▸ **DOKUMEN**

════

Sedangkan pada masa Orde Baru – 1998 yang lalu, birokrasi kita menjadi “alat” kekuatan sosial dan politik yang dominan yaitu Golkar. Kemenangan Golkar pada empat kali pemilu, salah satu faktor yang menentukan kemenangan itu adalah peranan birokrasi kita. Birokrasi kita ikut memilih dalam pemilu, dan tidak ada alternatif lain yang dipilih kecuali Golkar. Jadi secara singkat letak perbedaan masa orde lama dan orde baru terhadap birokrasi kita adalah pada orde lama, tiga aliran politik sama-sama mempunyai akses ke birokrasi. Sedangkan pada periode orde Baru, birokrasi “diwajibkan” memihak ke Golkar.

════

▸ **DAFTAR YANG DISEDIAKAN**
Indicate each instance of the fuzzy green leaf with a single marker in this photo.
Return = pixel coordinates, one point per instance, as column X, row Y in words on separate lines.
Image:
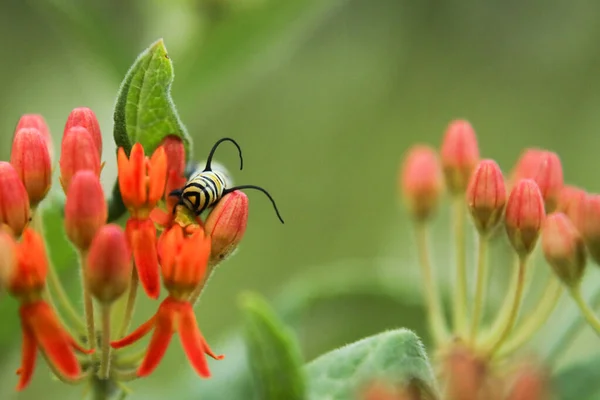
column 396, row 357
column 272, row 348
column 144, row 111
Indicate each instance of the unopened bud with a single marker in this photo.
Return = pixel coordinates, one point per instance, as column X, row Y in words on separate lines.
column 109, row 264
column 29, row 274
column 421, row 181
column 486, row 196
column 85, row 209
column 31, row 159
column 563, row 248
column 14, row 203
column 460, row 155
column 38, row 122
column 78, row 153
column 226, row 225
column 591, row 227
column 524, row 216
column 85, row 118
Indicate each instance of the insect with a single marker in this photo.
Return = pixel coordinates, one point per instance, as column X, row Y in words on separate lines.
column 204, row 189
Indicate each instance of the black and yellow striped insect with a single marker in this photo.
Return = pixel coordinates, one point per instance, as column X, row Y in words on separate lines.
column 204, row 189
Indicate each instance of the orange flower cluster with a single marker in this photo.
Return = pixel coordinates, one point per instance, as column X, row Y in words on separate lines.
column 112, row 258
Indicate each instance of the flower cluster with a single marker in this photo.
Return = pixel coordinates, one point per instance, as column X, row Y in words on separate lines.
column 533, row 204
column 159, row 239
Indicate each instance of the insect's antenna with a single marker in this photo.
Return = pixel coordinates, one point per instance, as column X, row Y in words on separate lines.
column 257, row 188
column 212, row 153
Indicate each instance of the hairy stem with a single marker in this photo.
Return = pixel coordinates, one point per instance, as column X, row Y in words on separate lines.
column 106, row 349
column 460, row 286
column 508, row 324
column 539, row 315
column 480, row 289
column 437, row 324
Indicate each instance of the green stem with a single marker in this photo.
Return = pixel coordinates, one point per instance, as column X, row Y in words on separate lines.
column 130, row 306
column 106, row 349
column 54, row 282
column 88, row 305
column 437, row 324
column 586, row 310
column 460, row 287
column 508, row 324
column 482, row 278
column 539, row 315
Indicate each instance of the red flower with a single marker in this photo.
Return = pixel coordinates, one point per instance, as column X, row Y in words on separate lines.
column 142, row 185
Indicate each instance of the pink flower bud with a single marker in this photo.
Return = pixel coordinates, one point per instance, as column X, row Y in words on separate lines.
column 421, row 181
column 78, row 153
column 14, row 203
column 460, row 155
column 226, row 225
column 85, row 209
column 591, row 227
column 85, row 118
column 486, row 196
column 563, row 248
column 38, row 122
column 524, row 216
column 109, row 264
column 31, row 159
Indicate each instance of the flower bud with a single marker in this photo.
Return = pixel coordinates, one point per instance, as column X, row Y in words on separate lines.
column 591, row 227
column 460, row 155
column 563, row 248
column 226, row 225
column 38, row 122
column 108, row 264
column 85, row 209
column 421, row 181
column 14, row 203
column 85, row 118
column 524, row 216
column 29, row 275
column 31, row 159
column 78, row 153
column 486, row 196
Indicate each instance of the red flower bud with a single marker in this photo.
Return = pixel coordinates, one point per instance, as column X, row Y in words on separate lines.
column 14, row 203
column 38, row 122
column 85, row 118
column 85, row 209
column 421, row 181
column 486, row 196
column 78, row 153
column 563, row 248
column 591, row 227
column 524, row 216
column 31, row 159
column 109, row 264
column 460, row 155
column 29, row 275
column 226, row 225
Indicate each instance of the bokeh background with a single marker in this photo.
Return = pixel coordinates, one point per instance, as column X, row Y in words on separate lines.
column 325, row 97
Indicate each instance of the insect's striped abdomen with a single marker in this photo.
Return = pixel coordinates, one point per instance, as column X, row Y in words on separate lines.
column 203, row 190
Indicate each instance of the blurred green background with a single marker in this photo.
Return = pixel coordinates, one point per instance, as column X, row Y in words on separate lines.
column 324, row 96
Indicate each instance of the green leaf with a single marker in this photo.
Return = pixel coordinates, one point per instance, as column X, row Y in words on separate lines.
column 580, row 381
column 144, row 111
column 396, row 357
column 273, row 352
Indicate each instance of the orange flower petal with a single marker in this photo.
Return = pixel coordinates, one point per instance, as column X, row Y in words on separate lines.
column 160, row 338
column 157, row 175
column 134, row 336
column 51, row 337
column 193, row 342
column 28, row 356
column 142, row 239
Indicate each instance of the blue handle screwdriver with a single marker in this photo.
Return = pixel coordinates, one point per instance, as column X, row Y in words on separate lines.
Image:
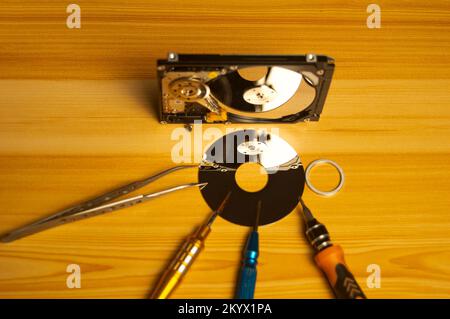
column 247, row 278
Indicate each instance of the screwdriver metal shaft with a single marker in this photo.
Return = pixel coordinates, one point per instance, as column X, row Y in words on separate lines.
column 247, row 279
column 186, row 256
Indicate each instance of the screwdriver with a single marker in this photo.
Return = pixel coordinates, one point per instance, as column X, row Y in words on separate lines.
column 186, row 256
column 247, row 278
column 330, row 259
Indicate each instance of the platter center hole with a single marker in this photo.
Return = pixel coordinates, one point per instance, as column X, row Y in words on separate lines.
column 251, row 177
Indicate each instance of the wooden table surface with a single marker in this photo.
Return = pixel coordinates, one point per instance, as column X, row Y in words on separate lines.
column 78, row 117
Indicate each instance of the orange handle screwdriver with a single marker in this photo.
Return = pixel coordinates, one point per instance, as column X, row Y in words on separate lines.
column 330, row 259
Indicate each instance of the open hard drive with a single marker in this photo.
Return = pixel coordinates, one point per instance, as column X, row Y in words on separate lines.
column 243, row 88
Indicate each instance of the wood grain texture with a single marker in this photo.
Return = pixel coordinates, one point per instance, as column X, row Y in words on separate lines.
column 78, row 117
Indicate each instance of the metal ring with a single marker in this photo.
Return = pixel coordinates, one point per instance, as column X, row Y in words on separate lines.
column 321, row 162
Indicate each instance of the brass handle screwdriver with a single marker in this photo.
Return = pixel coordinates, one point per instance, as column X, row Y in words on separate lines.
column 330, row 258
column 186, row 256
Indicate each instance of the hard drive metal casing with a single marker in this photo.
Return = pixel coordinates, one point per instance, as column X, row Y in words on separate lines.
column 215, row 88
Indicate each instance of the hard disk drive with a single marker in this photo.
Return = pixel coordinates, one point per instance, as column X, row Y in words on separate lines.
column 243, row 88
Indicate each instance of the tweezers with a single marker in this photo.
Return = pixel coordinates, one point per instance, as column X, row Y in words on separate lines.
column 99, row 205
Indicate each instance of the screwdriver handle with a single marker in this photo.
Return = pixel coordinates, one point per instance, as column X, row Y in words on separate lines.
column 331, row 261
column 247, row 279
column 247, row 283
column 181, row 263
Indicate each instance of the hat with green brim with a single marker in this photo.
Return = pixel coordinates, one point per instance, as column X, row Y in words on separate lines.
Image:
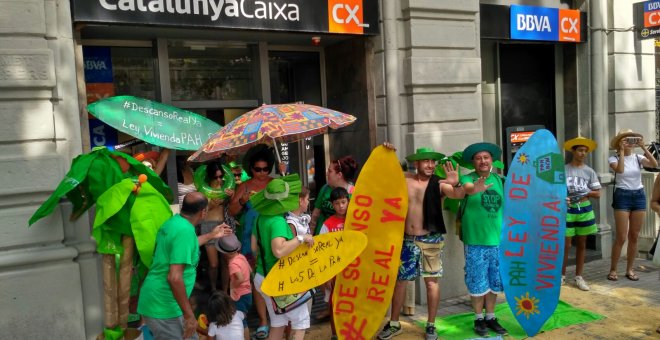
column 425, row 153
column 279, row 197
column 580, row 141
column 475, row 148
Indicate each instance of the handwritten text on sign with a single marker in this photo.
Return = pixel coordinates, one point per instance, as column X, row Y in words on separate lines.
column 155, row 123
column 533, row 229
column 309, row 267
column 518, row 232
column 363, row 291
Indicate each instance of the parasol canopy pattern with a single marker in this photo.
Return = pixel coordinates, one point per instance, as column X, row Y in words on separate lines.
column 284, row 123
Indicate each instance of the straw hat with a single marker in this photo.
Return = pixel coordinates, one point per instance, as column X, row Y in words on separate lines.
column 475, row 148
column 589, row 143
column 279, row 197
column 424, row 153
column 623, row 133
column 228, row 244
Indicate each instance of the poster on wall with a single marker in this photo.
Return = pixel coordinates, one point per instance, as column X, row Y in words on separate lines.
column 97, row 63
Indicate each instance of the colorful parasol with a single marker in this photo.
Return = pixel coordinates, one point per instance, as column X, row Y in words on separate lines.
column 284, row 123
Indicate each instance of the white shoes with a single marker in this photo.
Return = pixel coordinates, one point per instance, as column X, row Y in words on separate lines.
column 580, row 283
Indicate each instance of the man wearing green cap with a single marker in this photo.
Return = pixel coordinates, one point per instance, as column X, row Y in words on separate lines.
column 481, row 225
column 272, row 239
column 423, row 240
column 582, row 184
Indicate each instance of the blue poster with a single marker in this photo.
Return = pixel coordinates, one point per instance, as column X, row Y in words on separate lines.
column 98, row 64
column 534, row 23
column 533, row 229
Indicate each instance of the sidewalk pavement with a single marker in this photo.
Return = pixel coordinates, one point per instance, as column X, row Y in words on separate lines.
column 632, row 308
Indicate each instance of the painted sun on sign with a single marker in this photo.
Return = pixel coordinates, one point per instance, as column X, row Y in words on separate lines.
column 527, row 305
column 523, row 158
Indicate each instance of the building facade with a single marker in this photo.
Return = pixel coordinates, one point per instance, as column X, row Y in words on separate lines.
column 432, row 73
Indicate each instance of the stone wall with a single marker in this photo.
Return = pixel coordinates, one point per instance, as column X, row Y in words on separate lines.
column 40, row 276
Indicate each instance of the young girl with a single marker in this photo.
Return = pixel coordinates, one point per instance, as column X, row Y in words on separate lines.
column 225, row 322
column 339, row 198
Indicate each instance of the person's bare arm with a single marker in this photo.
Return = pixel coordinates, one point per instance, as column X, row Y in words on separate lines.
column 221, row 230
column 650, row 161
column 655, row 196
column 162, row 161
column 175, row 280
column 239, row 199
column 281, row 247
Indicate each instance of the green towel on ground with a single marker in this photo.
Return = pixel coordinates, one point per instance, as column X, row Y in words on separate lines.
column 460, row 326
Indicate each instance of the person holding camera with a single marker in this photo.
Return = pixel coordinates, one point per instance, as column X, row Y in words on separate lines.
column 629, row 200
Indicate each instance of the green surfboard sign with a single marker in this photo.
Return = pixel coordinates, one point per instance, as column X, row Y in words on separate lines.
column 155, row 123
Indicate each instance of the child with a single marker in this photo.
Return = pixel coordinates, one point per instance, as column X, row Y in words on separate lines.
column 298, row 221
column 240, row 289
column 225, row 322
column 339, row 199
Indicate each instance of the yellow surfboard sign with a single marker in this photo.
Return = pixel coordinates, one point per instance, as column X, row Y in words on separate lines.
column 378, row 207
column 309, row 267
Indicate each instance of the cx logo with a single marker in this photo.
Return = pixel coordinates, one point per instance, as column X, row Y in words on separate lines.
column 345, row 16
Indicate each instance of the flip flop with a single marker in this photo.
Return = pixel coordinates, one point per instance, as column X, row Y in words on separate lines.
column 632, row 277
column 262, row 332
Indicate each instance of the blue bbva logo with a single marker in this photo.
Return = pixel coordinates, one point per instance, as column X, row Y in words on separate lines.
column 534, row 23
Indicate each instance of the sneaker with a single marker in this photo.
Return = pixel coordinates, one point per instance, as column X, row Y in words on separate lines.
column 480, row 327
column 430, row 333
column 389, row 331
column 495, row 326
column 581, row 284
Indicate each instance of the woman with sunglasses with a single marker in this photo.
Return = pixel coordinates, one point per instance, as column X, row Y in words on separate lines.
column 215, row 216
column 260, row 160
column 340, row 173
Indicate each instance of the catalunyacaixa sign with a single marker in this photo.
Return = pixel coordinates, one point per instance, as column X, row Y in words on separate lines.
column 155, row 123
column 533, row 229
column 332, row 16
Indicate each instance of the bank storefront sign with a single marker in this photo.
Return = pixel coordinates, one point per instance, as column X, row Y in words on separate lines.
column 546, row 24
column 332, row 16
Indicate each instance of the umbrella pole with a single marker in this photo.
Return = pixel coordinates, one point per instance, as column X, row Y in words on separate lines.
column 279, row 160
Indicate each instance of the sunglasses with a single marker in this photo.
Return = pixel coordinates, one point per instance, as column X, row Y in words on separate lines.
column 259, row 169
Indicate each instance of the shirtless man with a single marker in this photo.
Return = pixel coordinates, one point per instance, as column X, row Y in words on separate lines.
column 215, row 216
column 423, row 240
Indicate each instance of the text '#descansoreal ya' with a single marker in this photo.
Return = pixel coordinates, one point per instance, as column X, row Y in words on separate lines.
column 351, row 290
column 517, row 231
column 152, row 131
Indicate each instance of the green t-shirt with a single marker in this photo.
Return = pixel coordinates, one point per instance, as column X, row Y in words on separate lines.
column 269, row 227
column 482, row 219
column 176, row 243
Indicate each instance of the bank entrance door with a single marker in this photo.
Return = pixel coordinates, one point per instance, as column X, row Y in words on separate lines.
column 527, row 88
column 296, row 77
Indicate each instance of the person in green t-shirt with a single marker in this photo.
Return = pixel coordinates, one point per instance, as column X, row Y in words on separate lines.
column 163, row 300
column 481, row 225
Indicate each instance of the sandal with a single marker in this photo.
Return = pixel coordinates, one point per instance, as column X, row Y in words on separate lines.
column 262, row 332
column 632, row 277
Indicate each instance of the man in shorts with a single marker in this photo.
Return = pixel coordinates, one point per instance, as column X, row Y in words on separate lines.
column 423, row 240
column 582, row 184
column 481, row 225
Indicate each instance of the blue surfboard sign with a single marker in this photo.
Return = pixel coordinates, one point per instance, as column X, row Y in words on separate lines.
column 533, row 229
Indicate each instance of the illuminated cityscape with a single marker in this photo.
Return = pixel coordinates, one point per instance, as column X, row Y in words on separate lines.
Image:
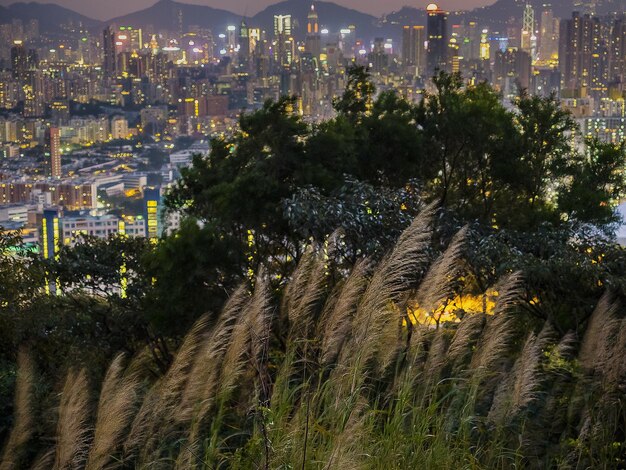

════

▸ **TANTANGAN**
**a)** Menurut dokumen tentang birokrasi pada masa Orde Lama dan Orde Baru, dalam berapa kali pemilu Golkar meraih kemenangan?
**b)** Salin secara harfiah bagian dokumen tentang birokrasi pada masa Orde Lama dan Orde Baru, mulai dari "Sedangkan pada masa" sampai dengan "memihak ke Golkar.".

▸ **JAWABAN SETIAP TUGAS**
**a)** Golkar menang dalam empat kali pemilu.

**b)**
Sedangkan pada masa Orde Baru – 1998 yang lalu, birokrasi kita menjadi “alat” kekuatan sosial dan politik yang dominan yaitu Golkar. Kemenangan Golkar pada empat kali pemilu, salah satu faktor yang menentukan kemenangan itu adalah peranan birokrasi kita. Birokrasi kita ikut memilih dalam pemilu, dan tidak ada alternatif lain yang dipilih kecuali Golkar. Jadi secara singkat letak perbedaan masa orde lama dan orde baru terhadap birokrasi kita adalah pada orde lama, tiga aliran politik sama-sama mempunyai akses ke birokrasi. Sedangkan pada periode orde Baru, birokrasi “diwajibkan” memihak ke Golkar.